◆ REQUIRED WORK
Skip the images and restate every line of the records exactly.

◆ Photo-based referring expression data

========================================

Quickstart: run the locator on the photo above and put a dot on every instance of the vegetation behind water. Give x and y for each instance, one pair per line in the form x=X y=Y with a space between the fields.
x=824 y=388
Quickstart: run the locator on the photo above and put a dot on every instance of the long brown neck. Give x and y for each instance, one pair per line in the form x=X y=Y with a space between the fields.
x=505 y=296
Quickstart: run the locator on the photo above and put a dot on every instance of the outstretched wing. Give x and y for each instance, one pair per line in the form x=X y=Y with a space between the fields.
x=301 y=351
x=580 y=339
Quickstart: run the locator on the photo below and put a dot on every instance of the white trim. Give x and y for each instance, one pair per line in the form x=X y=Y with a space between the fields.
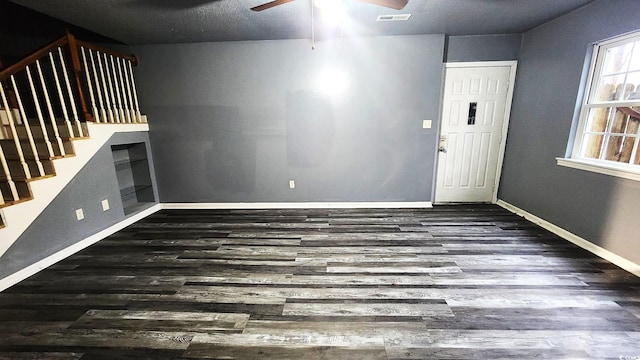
x=513 y=66
x=480 y=64
x=575 y=239
x=601 y=167
x=22 y=214
x=64 y=253
x=301 y=205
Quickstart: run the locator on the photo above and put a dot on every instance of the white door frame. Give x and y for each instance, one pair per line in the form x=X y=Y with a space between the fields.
x=512 y=64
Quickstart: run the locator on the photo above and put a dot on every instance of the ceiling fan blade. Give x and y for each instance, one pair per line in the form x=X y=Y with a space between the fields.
x=392 y=4
x=269 y=5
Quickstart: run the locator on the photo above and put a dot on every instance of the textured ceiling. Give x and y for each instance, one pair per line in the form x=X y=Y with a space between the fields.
x=185 y=21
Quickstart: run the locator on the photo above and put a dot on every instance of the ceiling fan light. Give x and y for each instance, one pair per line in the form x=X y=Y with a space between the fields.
x=331 y=11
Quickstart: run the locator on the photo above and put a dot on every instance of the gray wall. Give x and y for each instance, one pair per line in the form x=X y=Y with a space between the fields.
x=482 y=47
x=599 y=208
x=57 y=228
x=235 y=121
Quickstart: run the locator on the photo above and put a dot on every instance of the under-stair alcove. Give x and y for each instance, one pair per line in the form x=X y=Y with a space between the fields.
x=134 y=178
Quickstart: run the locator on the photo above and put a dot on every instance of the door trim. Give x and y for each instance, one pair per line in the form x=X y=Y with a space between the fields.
x=512 y=64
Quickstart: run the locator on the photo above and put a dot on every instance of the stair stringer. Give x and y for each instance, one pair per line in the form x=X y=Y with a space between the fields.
x=19 y=216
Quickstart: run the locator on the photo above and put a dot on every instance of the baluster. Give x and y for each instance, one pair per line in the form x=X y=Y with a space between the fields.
x=117 y=82
x=25 y=121
x=103 y=113
x=36 y=102
x=135 y=93
x=72 y=101
x=131 y=113
x=63 y=104
x=113 y=99
x=107 y=101
x=52 y=116
x=94 y=109
x=7 y=175
x=14 y=133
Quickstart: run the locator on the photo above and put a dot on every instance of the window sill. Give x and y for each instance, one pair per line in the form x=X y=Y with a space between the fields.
x=611 y=169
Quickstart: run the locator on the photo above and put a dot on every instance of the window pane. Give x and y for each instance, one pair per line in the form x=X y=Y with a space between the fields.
x=598 y=119
x=633 y=80
x=635 y=59
x=617 y=59
x=619 y=148
x=592 y=146
x=610 y=88
x=625 y=121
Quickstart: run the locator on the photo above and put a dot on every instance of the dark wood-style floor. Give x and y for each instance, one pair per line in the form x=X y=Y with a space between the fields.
x=454 y=282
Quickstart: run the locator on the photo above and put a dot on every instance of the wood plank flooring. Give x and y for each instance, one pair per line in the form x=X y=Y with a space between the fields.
x=452 y=282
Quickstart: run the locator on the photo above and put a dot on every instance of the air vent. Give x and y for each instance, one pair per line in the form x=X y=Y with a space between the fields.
x=399 y=17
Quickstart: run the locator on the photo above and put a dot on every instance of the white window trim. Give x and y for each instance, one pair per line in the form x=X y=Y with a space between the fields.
x=575 y=161
x=611 y=168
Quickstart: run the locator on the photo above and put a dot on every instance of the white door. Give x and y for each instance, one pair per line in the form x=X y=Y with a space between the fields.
x=475 y=108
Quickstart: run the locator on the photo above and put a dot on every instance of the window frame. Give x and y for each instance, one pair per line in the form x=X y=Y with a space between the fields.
x=589 y=102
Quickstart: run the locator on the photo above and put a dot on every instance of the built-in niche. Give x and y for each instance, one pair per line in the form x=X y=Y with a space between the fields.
x=134 y=178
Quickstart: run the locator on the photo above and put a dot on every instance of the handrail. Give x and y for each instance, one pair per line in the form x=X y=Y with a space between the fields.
x=31 y=58
x=64 y=40
x=116 y=73
x=132 y=58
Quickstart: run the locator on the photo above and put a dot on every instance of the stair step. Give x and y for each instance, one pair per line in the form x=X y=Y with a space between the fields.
x=24 y=192
x=63 y=131
x=17 y=171
x=11 y=151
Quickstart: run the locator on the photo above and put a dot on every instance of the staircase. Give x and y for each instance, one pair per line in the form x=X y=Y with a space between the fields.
x=49 y=102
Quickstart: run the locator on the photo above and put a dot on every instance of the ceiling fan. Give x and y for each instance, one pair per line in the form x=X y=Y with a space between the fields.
x=392 y=4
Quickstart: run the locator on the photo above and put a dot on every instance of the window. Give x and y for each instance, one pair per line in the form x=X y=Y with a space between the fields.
x=609 y=128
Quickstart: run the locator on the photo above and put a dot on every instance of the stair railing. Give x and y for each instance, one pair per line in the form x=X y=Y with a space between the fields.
x=49 y=89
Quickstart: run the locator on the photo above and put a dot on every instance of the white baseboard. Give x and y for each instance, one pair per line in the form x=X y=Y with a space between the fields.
x=577 y=240
x=64 y=253
x=301 y=205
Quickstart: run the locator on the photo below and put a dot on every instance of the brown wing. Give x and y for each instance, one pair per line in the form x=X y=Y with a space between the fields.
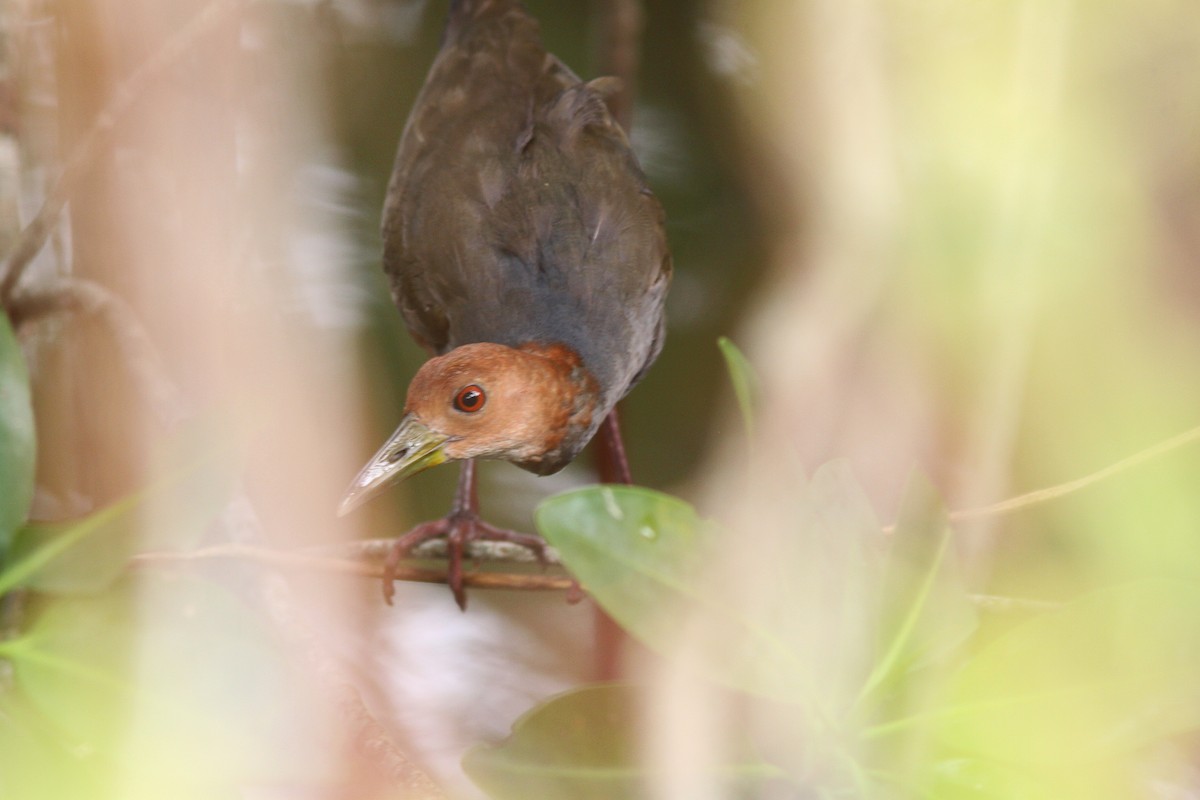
x=516 y=210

========================================

◆ THE COMPLETED TASK
Quickstart: run the locator on the photo above and put a dot on every instance of the vegetation behind water. Give x and y for each instance, one pair per line in the form x=X y=Y with a space between the fields.
x=824 y=388
Quickstart: run the locator on the photo above and put a dot on every instance of the long brown neck. Give x and y for each instance, one pair per line in the form x=X y=Y with a space between the fields.
x=505 y=296
Quickstart: run the locator on the photo above and put a dot on every instance of the outstretched wing. Give x and y for each instance, one pair per line in the form x=X y=Y with a space between the fields.
x=301 y=351
x=580 y=339
Quickstart: run the locator on the photo below and put a dot on every instance of the white trim. Give x and y for each instance, one pair per line in the form x=X y=Y with a space between the fields.
x=513 y=66
x=480 y=64
x=575 y=239
x=601 y=167
x=22 y=214
x=64 y=253
x=301 y=205
Quickstart: run the locator on the photo above and put a dot on every instance of the white door frame. Give x and y for each instance, one pair per line in the form x=X y=Y with a space between the fields.
x=512 y=64
Quickstart: run the locator on the photo above and put a dot on every instance of the ceiling fan blade. Give x and y for each instance, one pair per line in the form x=X y=Y with a space between the fields.
x=392 y=4
x=269 y=5
Quickstart: run the locator on the photo above and put a dot on every instance of the textured ceiling. Give x and y for each instance, one pair per line in the form x=X y=Y with a space between the fields.
x=185 y=21
Quickstart: run the locator on the photo above and put a dot on every instance of the ceiling fan light. Give x and y for each instance, one pair per line in the form x=X y=Y with a space between the fields.
x=331 y=11
Quickstart: run the locator on the photo above and put a dot on every instance of the gray wall. Give x and y for each instance, one pair per line in the form x=X y=Y with a space between the fields.
x=482 y=47
x=599 y=208
x=57 y=228
x=235 y=121
Quickstart: run the locator on the photo above and put a dot on every instance of the under-stair alcove. Give x and y for each instance, one pair per line in the form x=X y=Y with a space between the fields.
x=134 y=178
Quickstart: run the locator on the photo above and put a dot on every instance of the door trim. Give x and y for each instance, one pair per line in the form x=X y=Y with a space between the fields.
x=512 y=64
Quickstart: run the locator on the photo above and put a dot on every instance of the stair stringer. Give x and y for each instance, one pair per line in the form x=X y=Y with a space between the fields.
x=19 y=216
Quickstart: run the locator on the photo above and put a dot on every instance of the baluster. Give x and y for each instance, one pair per line in the form x=X y=Y with a space between the fields.
x=117 y=82
x=25 y=121
x=103 y=113
x=36 y=102
x=135 y=93
x=72 y=101
x=131 y=113
x=63 y=104
x=113 y=99
x=107 y=101
x=52 y=116
x=94 y=109
x=7 y=175
x=14 y=133
Quickstart: run the locator on the photo above and put a dot on every instance of the window sill. Give x and y for each instance, one pair per line in the form x=X y=Y with a space between the fields.
x=611 y=169
Quickstart: run the locator on the photo above and put a dot on every instance of the window pane. Give x and y for each instance, one pair per line in the form x=X y=Y with a space between the fields.
x=598 y=119
x=633 y=80
x=635 y=59
x=617 y=59
x=619 y=148
x=592 y=146
x=610 y=88
x=625 y=121
Quickstart: run the locator on the photo above and put a dot on every instance of the dark wood-style floor. Give x and y for each instance, one pair per line in the form x=X y=Y with a space between the fields.
x=454 y=282
Quickstart: run the locator on the photo above and put a dot on every instance of the wood plank flooring. Give x and y for each instance, one pair per line in the form x=X y=Y with a space between the fields.
x=452 y=282
Quickstart: run the locator on the photo above and put a dot on every instance of the air vent. Give x and y for each instance, one pair per line in the form x=X y=Y with a space between the fields.
x=399 y=17
Quickstart: run the locator on the photo above and put a dot on every instance of the white window trim. Give x and y for each instance, one pair per line in the form x=X y=Y with a space between the fields.
x=575 y=161
x=611 y=168
Quickstart: run the locator on the photo above and put a dot on every instance of the white door. Give x and y for each instance, one pair per line in the form x=X y=Y with a space between the fields.
x=475 y=108
Quickstart: run the locator on the photo above and put a dot on every instance of the window frame. Give x and y for each instance, one pair per line in the form x=X y=Y with a space between the fields.
x=589 y=102
Quickstart: run the locator on the photo above and put a dot on every instance of the built-in niche. Give x and y for each instance, one pair per line in the form x=X y=Y with a space between the fields.
x=134 y=178
Quickstart: run the locator on the photo above and put a dot on every instance of the handrail. Give x and y for each instance, one pair per line in the form x=X y=Y with a space between the fields.
x=31 y=58
x=64 y=40
x=116 y=73
x=132 y=58
Quickstart: run the locator on the photo above and put a dot on every instance of the stair step. Give x and y for each instance, one pair per line in the form x=X y=Y with a space between the fields.
x=24 y=192
x=63 y=131
x=17 y=171
x=11 y=151
Quickstart: run the locator on the photo above and put a dot on every instance of the staircase. Give x and y for each instance, one pair per line in the form x=X y=Y with a space between the fields.
x=49 y=102
Quickstart: run the locator on the photo above and put a dot on every instance of the ceiling fan. Give x and y for each instance, one pair per line in the form x=X y=Y with a space between the fields.
x=392 y=4
Quickstart: run the locator on the photo above and put a dot on every instance of the window. Give x and y for each instance, one pair per line in the form x=X y=Y with a space between the fields.
x=609 y=128
Quickstart: run the locator on the photo above and put a dot on every instance of the stair railing. Give x and y for each instance, one pair per line in the form x=X y=Y with a space between the fields.
x=49 y=89
Quickstart: run the locator on the photo above and put a dot on every instance of the white baseboard. Give x and y for each instance, one pair per line in the form x=X y=Y with a space between the fields.
x=577 y=240
x=64 y=253
x=301 y=205
Quickstart: run the locator on the photo below and put a dot on every instance of the brown wing. Give x and y for each instance, one pair per line in the form x=X y=Y with a space between the fields.
x=516 y=210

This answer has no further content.